++++ Texte fourni ++++

Mondial 2014 : l'industrie répond-elle aux défis du marché européen ?
15 octobre 2014
Le retour du Mondial à Paris en octobre 2014, en alternance avec Francfort, constitue un évènement particulier six ans après la crise de 2008 qui allait durablement ébranler l’industrie automobile mondiale et, spécifiquement, assommer le marché européen et ses constructeurs historiques.
En 2007, l’Europe avait produit 23 millions de voitures et son marché intérieur s’élevait à 16 millions de voitures. En 2013, ces chiffres étaient respectivement de 14,6 millions et 11,9 millions, soit 16% du marché mondial. La production automobile en France plafonne aujourd’hui à 1,74 million de véhicules, soit la moitié de 2005.
Par rapport à 2007, sur 6 ans, c’est donc près de 20 millions de voitures qui n’ont pas été vendues, ce qui représente une perte consiérable pour toute l’industrie, ses sous-traitants et sa distribution. Ces véhicules ne se retrouvent pas dans le parc européen, qui a donc vieilli, au détriment de la performance énergétique globale.
Des signes de retour à l’optimisme se sont multipliés depuis deux ans avec une remontée des ventes, timide mais régulière, alimentée largement par un effet mécanique de renouvellement d’un parc vieillissant. Mais il est illusoire de retrouver les chiffres de vente de 2007 avant de longues années, si tant est que cet objectif soit légitime dans une économie européenne vieillissante au marché saturé.
Le plaisir de conduire, toujours actuel ?
Car l’industrie est désormais confrontée à une question fondamentale : les Européens sont-ils de nouveau prêts à consacrer une part significative de leur budget à l'automobile, en investissement comme en fonctionnement? Au-delà des contraintes économiques dans des budgets des ménages de plus en plus serrés, existe-t-il encore un désir d’automobile qui justifie des achats et des engagements de dépenses récurrentes conséquents. Les constructeurs y croient car ils pensent que le désir d’automobile est un élément indissociable de la culture européenne qui a vu naître l’automobile et en reste un leader mondial. L’automobile est associée à un mode de vie, une forme de liberté et de plaisir qu’aucun autre moyen de transport ne satisfait pleinement. Il est d’ailleurs significatif de constater que les publicités des voitures sont tournées souvent aux Etats-Unis dans de grands espaces où les marques françaises n’auront jamais l’opportunité de circuler !
En revanche, les tenants d’une vision utilitariste de l’automobile considèrent que l’automobile individuelle est incompatible avec la qualité de vie en ville. Elle se révèle inefficiente quand il s’agit de transporter quotidiennement des millions de personnes de façon sûre, fiable, en exploitant rationnellement l’espace et l’énergie. Ce camp des automobilo-sceptiques comprend notamment les gouvernements européens dont les décisions constantes réduisent la part de l’automobile dans les villes et la contraignent par des règles de circulation et des normes d’émission de plus en plus sévères.

++++ Données extraites ++++

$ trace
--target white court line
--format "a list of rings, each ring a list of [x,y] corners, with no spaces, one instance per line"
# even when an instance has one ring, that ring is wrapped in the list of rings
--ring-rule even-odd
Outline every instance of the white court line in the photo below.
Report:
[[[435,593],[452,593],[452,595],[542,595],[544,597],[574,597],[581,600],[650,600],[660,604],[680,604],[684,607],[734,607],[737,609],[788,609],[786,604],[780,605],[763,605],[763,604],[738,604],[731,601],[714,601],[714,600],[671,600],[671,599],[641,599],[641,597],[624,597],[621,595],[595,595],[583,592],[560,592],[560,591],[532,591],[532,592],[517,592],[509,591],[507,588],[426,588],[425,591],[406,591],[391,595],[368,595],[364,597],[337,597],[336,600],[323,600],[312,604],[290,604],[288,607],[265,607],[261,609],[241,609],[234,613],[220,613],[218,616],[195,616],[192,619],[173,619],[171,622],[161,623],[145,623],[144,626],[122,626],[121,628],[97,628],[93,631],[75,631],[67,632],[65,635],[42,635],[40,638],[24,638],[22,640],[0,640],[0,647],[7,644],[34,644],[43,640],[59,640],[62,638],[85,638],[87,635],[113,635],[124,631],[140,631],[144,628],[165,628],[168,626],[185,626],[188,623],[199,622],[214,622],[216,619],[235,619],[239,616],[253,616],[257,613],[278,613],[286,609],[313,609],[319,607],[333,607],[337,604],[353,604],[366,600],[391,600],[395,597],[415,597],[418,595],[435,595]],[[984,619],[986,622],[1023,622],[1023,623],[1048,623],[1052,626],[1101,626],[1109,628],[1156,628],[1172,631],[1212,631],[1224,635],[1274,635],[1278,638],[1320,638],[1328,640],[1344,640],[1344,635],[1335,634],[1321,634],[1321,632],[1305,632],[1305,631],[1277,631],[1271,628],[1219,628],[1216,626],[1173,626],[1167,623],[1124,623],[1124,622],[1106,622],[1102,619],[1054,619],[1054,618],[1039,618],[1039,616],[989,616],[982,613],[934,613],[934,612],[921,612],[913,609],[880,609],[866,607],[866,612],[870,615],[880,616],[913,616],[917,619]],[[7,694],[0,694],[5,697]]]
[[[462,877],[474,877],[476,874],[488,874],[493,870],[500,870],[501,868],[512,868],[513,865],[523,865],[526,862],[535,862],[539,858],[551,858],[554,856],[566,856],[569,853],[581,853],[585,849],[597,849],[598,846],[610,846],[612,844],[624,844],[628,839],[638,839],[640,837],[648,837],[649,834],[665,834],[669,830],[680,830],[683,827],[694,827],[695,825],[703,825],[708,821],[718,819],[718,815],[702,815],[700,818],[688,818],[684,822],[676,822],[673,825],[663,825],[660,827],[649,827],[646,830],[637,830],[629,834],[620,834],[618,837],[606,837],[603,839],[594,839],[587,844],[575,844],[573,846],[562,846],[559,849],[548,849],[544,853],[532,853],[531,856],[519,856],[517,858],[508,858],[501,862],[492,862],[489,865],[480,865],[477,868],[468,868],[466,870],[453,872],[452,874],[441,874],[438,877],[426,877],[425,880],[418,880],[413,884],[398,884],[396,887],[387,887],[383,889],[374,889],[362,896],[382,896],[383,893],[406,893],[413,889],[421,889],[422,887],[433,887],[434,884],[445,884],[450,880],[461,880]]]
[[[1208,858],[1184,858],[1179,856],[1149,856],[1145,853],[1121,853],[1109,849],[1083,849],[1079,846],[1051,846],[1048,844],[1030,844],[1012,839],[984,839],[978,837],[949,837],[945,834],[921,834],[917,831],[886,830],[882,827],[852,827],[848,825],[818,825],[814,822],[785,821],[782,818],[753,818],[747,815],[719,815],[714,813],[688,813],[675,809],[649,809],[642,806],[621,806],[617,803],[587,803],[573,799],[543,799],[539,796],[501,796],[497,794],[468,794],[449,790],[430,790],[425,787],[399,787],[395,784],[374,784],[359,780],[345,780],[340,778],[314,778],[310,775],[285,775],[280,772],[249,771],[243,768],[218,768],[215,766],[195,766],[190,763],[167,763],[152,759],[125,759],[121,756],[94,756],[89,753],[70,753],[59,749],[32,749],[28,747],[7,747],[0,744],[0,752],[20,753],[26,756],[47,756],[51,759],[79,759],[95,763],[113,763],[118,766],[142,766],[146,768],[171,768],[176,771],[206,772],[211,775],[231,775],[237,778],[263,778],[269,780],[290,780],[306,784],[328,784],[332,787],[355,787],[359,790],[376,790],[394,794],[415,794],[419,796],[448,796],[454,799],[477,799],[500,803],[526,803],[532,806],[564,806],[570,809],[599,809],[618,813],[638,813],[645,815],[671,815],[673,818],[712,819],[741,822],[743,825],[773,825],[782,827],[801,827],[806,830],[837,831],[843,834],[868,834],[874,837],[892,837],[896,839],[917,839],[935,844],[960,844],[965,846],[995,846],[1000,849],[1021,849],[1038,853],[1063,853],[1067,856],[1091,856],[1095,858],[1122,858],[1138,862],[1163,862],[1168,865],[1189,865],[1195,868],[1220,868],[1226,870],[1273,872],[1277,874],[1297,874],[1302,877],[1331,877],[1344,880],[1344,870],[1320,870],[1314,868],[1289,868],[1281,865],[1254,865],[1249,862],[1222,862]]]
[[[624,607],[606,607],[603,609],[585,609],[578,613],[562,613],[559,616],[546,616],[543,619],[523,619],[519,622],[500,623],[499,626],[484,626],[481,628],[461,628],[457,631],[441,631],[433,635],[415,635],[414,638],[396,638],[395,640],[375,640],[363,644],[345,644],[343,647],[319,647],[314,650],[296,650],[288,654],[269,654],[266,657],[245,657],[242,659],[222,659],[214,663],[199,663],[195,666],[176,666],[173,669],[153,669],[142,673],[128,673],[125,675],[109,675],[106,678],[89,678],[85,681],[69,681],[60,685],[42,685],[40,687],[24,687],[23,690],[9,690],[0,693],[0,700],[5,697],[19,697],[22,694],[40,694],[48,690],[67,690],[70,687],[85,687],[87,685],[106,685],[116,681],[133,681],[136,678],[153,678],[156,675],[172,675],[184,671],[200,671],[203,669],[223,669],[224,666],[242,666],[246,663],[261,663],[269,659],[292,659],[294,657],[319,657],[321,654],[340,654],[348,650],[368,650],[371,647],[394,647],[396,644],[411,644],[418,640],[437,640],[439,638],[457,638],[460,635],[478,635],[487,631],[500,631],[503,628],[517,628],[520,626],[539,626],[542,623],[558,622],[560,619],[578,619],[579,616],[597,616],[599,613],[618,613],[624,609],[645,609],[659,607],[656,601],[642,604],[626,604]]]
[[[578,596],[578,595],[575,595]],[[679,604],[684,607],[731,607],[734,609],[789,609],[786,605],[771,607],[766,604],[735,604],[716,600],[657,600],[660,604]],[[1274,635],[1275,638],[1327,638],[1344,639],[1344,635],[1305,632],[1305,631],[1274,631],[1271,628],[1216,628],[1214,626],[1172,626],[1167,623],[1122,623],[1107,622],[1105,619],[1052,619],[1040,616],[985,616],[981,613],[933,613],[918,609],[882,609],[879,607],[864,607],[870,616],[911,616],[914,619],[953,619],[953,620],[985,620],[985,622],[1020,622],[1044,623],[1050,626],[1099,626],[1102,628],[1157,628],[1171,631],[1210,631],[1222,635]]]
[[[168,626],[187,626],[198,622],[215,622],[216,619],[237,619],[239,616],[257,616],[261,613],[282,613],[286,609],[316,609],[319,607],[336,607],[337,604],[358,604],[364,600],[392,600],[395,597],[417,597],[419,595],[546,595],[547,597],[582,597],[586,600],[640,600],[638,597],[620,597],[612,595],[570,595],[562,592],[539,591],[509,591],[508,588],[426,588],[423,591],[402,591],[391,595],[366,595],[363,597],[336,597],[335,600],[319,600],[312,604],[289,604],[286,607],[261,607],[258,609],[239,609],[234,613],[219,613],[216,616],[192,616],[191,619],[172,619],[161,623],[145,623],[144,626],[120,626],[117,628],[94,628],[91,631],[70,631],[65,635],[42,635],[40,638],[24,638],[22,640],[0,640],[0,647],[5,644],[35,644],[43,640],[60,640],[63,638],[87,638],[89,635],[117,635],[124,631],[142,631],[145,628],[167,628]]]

++++

Défi 1 |
Répondez à ces questions d'après le texte sur le Mondial 2014 :
(a) Combien de voitures l'Europe a-t-elle produites en 2007 ?
(b) Selon les constructeurs, de quoi le désir d'automobile est-il un élément indissociable ?
(c) Qui le camp des automobilo-sceptiques comprend-il notamment ?
Défi 2 | Traduisez en anglais, s'il vous plaît, cette phrase du texte sur le Mondial 2014 : « L’automobile est associée à un mode de vie, une forme de liberté et de plaisir qu’aucun autre moyen de transport ne satisfait pleinement. »
Défi 3 | Reprenez le texte sur le Mondial 2014 à la suite de sa dernière phrase et poursuivez-le.

Réponse rédigée 1 |
(a) 23 millions de voitures.
(b) De la culture européenne.
(c) Les gouvernements européens.

Réponse rédigée 2 | The automobile is associated with a way of life, a form of freedom and pleasure that no other means of transport fully satisfies.

Réponse rédigée 3 |
Des réponses timides
Est-ce que l’industrie automobile européenne a appris, au cours de ces années de disette, à apporter des réponses appropriées au plus grand défi de l’automobile qui est la perception par le consommateur d’une dégradation de son rapport coût/valeur ? Aux coûts croissants correspond en effet une appréciation de la valeur fournie de plus en plus négative. Pour beaucoup d’automobilistes, la voiture est un choix contraint par le manque de solutions alternatives satisfaisantes, notamment en zones rurales et péri-urbaines. Là où l’offre de transport collectif est la plus dense, l’usage de la voiture décroit comme le taux de renouvellement de l’achat de véhicules individuels. La part modale des déplacements en automobile ne cesse de baisser ainsi dans les grandes métropoles françaises.
Mais pour les constructeurs, dont l’objectif est de revenir à une meilleure profitabilité en utilisant au mieux leur outil de production, qui reste durablement surdimensionné sur le continent européen, la question cruciale est bien de ramener les consommateurs dans les concessions pour les séduire avec des véhicules nouveaux, attractifs et flatteurs. La part d’irrationalité qui pousse le consommateur à acheter un véhicule dont il sait qu’il va rester la plupart du temps au parking et dont chaque mouvement coûte cher en temps, en carburant, en stationnement et en… amendes est justement cette zone de fragilité que vise à exploiter les constructeurs.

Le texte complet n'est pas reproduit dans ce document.